## TASK REQUIREMENTS
Reproduce the rows below verbatim, starting at the line containing "Where can you see the hazy" and ending with the final line of the rows.
──────
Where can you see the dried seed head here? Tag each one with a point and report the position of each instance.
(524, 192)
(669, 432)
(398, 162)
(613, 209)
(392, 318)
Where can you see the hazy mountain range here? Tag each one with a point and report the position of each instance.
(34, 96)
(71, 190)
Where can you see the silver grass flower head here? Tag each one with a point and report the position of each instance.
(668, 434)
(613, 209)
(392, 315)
──────
## TASK ANSWER
Where can you see the hazy mountain range here? Tag each one with a point and report the position of each instance.
(34, 96)
(71, 190)
Where can you see the silver grass flower head here? Tag each one with a point and report the position of each instance.
(668, 434)
(613, 209)
(392, 315)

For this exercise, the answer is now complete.